Render every line of the rows below as a Markdown table with the columns No. and Line. Number the lines in order and leave out any blank lines.
** START PROVIDED DATA **
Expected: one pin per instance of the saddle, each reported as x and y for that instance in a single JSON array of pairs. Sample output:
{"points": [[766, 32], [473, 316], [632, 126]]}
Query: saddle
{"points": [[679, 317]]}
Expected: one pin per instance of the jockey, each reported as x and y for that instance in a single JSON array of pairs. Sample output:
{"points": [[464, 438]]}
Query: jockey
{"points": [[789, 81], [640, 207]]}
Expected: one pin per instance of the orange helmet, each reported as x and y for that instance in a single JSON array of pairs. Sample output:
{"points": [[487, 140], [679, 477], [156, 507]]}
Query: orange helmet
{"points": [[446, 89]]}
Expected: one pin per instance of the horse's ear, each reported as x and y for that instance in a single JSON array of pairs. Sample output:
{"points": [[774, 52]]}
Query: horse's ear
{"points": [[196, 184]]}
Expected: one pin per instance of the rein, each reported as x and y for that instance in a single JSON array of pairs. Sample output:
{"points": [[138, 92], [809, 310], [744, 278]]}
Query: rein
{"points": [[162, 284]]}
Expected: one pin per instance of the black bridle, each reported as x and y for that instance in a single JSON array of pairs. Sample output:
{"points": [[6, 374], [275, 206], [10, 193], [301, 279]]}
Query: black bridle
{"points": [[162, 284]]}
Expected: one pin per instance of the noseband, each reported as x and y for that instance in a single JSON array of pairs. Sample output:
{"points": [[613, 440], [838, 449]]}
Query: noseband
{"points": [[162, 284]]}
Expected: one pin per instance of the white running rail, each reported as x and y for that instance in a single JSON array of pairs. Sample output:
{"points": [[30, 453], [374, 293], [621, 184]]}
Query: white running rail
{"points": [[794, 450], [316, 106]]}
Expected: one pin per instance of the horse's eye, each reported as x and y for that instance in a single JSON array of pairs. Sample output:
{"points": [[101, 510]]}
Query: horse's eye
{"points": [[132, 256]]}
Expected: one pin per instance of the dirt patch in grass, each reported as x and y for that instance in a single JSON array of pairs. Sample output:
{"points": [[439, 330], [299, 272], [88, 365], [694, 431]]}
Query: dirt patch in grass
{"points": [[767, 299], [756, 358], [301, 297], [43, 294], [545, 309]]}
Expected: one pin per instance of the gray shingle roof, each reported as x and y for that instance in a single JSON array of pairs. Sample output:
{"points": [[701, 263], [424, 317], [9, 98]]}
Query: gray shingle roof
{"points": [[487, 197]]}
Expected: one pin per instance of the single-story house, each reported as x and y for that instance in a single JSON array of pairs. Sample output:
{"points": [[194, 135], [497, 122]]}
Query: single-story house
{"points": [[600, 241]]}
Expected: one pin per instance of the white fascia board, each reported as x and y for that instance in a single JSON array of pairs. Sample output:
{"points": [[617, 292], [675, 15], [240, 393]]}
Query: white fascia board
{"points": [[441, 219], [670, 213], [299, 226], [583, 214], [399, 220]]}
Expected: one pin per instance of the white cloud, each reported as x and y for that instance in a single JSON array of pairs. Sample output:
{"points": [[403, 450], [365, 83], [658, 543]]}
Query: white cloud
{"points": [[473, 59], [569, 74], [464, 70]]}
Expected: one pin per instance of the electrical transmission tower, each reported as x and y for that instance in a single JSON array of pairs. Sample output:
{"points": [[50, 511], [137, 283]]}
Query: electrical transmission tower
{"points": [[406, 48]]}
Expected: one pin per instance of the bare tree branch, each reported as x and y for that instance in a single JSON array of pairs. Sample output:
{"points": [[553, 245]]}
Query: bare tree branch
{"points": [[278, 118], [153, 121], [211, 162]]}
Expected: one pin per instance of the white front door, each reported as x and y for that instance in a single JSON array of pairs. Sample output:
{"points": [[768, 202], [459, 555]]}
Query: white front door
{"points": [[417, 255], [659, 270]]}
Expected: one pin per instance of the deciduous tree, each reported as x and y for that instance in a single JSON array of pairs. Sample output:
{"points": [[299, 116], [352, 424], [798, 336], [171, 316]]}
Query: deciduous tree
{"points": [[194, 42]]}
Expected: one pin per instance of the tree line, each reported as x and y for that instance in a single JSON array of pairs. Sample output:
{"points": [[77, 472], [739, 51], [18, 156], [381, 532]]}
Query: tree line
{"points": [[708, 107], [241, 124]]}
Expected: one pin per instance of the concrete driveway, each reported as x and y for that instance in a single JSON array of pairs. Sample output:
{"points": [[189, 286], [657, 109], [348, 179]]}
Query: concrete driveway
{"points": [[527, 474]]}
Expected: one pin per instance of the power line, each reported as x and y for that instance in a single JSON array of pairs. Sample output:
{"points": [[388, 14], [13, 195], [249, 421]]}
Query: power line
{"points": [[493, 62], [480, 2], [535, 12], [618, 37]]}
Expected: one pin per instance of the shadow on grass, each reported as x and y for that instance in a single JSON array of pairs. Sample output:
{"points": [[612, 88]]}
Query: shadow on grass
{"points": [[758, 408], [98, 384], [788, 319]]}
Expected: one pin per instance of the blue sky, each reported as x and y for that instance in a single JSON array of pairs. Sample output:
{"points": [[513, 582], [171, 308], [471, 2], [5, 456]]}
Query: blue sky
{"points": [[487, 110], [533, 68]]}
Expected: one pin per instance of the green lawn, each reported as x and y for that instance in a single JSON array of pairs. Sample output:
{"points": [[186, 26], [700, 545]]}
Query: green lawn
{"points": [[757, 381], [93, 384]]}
** END PROVIDED DATA **
REPLY TO THE TASK:
| No. | Line |
|---|---|
| 1 | Expected: one pin per instance of the saddle, each reported as x and y for that instance in a single JSON array of pairs. Sample output: |
| 2 | {"points": [[766, 32], [473, 316], [632, 126]]} |
| 3 | Query: saddle |
| 4 | {"points": [[679, 317]]} |
| 5 | Expected: one pin per instance of the jockey, each reported as x and y for that instance in a single JSON array of pairs. Sample output: |
| 6 | {"points": [[464, 438]]} |
| 7 | Query: jockey |
| 8 | {"points": [[789, 81], [640, 207]]} |
| 9 | Expected: one pin per instance of the orange helmet, each reported as x and y for that instance in a single JSON array of pairs. Sample output: |
| 10 | {"points": [[487, 140], [679, 477], [156, 507]]} |
| 11 | Query: orange helmet |
| 12 | {"points": [[446, 89]]} |
| 13 | Expected: one pin per instance of the horse's ear, each reported as x and y for that instance in a single JSON array of pairs. Sample output: |
| 14 | {"points": [[774, 52]]} |
| 15 | Query: horse's ear |
| 16 | {"points": [[196, 184]]} |
| 17 | Expected: one pin per instance of the rein, each reported as x and y for that instance in a single JSON array of pairs. Sample output: |
| 18 | {"points": [[138, 92], [809, 310], [744, 278]]} |
| 19 | Query: rein |
| 20 | {"points": [[162, 284]]} |
| 21 | Expected: one pin per instance of the black bridle, each reported as x and y for that instance in a single JSON array of pairs. Sample output: |
| 22 | {"points": [[6, 374], [275, 206], [10, 193], [301, 279]]} |
| 23 | Query: black bridle |
| 24 | {"points": [[162, 284]]} |
| 25 | Expected: one pin per instance of the noseband, each reported as x and y for that instance in a single JSON array of pairs. Sample output: |
| 26 | {"points": [[613, 440], [838, 449]]} |
| 27 | Query: noseband |
| 28 | {"points": [[162, 284]]} |
| 29 | Expected: one pin per instance of the white running rail, each reported as x and y for that instance in a single JSON array of pairs. Sample output: |
| 30 | {"points": [[30, 453], [374, 293], [621, 184]]} |
| 31 | Query: white running rail |
| 32 | {"points": [[794, 450], [316, 106]]} |
| 33 | Expected: one pin per instance of the horse's eye, each reported as x and y for that instance in a single JSON array of pairs. Sample output: |
| 34 | {"points": [[101, 510]]} |
| 35 | Query: horse's eye |
| 36 | {"points": [[132, 256]]} |
| 37 | Expected: one pin per instance of the dirt patch in grass, each reported as x and y for that instance in a single JSON array of pairs. Sample output: |
| 38 | {"points": [[439, 330], [299, 272], [88, 365], [694, 431]]} |
| 39 | Query: dirt patch in grass |
| 40 | {"points": [[767, 299], [756, 358], [301, 297], [43, 294], [545, 309]]} |
| 41 | Expected: one pin per instance of the gray shingle roof, each reported as x and y for that instance in a single JSON array of pairs. Sample output: |
| 42 | {"points": [[701, 263], [424, 317], [9, 98]]} |
| 43 | Query: gray shingle roof |
| 44 | {"points": [[487, 197]]} |
| 45 | Expected: one pin per instance of the single-story house, each reported as x and y for that instance in a single JSON array of pairs. Sample output: |
| 46 | {"points": [[194, 135], [497, 122]]} |
| 47 | Query: single-story house |
| 48 | {"points": [[600, 241]]} |
| 49 | Expected: one pin per instance of the white fascia board, each reported as x and y for that instance in a single JSON array of pairs. Sample output: |
| 50 | {"points": [[617, 292], [675, 15], [240, 393]]} |
| 51 | Query: white fascia board |
| 52 | {"points": [[441, 219], [670, 213], [299, 226], [583, 214], [399, 220]]} |
| 53 | Expected: one pin per instance of the white cloud, each reported as x and y for that instance in a single JSON array of pairs. Sample output: |
| 54 | {"points": [[403, 450], [365, 83], [658, 543]]} |
| 55 | Query: white cloud |
| 56 | {"points": [[473, 59], [569, 74], [464, 70]]} |
| 57 | Expected: one pin per instance of the electrical transmission tower, each reported as x and y for that instance in a single JSON array of pairs. Sample output: |
| 58 | {"points": [[50, 511], [137, 283]]} |
| 59 | Query: electrical transmission tower |
| 60 | {"points": [[406, 48]]} |
| 61 | Expected: one pin per instance of the bare tree branch, each reported as x and y for that instance in a single JSON array of pairs. Sample output: |
| 62 | {"points": [[553, 245]]} |
| 63 | Query: bare tree branch |
| 64 | {"points": [[278, 118], [153, 121], [211, 162]]} |
| 65 | Expected: one pin per instance of the white front door, each reported as x and y for that instance in a single JSON array of pairs. Sample output: |
| 66 | {"points": [[768, 202], [459, 555]]} |
| 67 | Query: white front door |
| 68 | {"points": [[417, 255], [659, 270]]} |
| 69 | Expected: one pin per instance of the deciduous tree, each reported as x and y for that instance in a single JSON array of pairs. Sample output: |
| 70 | {"points": [[299, 116], [352, 424], [798, 336], [171, 316]]} |
| 71 | Query: deciduous tree |
| 72 | {"points": [[194, 42]]} |
| 73 | Expected: one pin per instance of the tree line, each reported as x and y for that instance in a single JSON array of pairs. Sample output: |
| 74 | {"points": [[77, 472], [739, 51], [18, 156], [381, 532]]} |
| 75 | Query: tree line |
| 76 | {"points": [[708, 107], [241, 124]]} |
| 77 | Expected: one pin per instance of the concrete driveway, each reported as x and y for that instance in a single JSON array of pairs. Sample output: |
| 78 | {"points": [[189, 286], [657, 109], [348, 179]]} |
| 79 | Query: concrete driveway |
| 80 | {"points": [[527, 474]]} |
| 81 | Expected: one pin per instance of the power line, each reported as x and y for that instance in a single JSON array of pairs. Sample output: |
| 82 | {"points": [[388, 14], [13, 195], [249, 421]]} |
| 83 | Query: power line |
| 84 | {"points": [[493, 62], [480, 2], [535, 12], [618, 37]]} |
| 85 | Expected: one pin per instance of the shadow on grass, each reported as x and y for that instance in a single JSON array of pairs. Sample output: |
| 86 | {"points": [[612, 88]]} |
| 87 | Query: shadow on grass |
| 88 | {"points": [[758, 408], [98, 384], [788, 319]]} |
| 89 | Expected: one pin per instance of the blue sky, each reported as x and y for that instance in a single JSON array of pairs. Sample output: |
| 90 | {"points": [[513, 582], [171, 308], [471, 2], [5, 456]]} |
| 91 | Query: blue sky |
| 92 | {"points": [[487, 110], [533, 68]]} |
| 93 | Expected: one pin per instance of the green lawn, each reported as x and y for that instance in a single JSON array of pairs. Sample output: |
| 94 | {"points": [[186, 26], [700, 545]]} |
| 95 | Query: green lawn |
| 96 | {"points": [[757, 381], [93, 384]]} |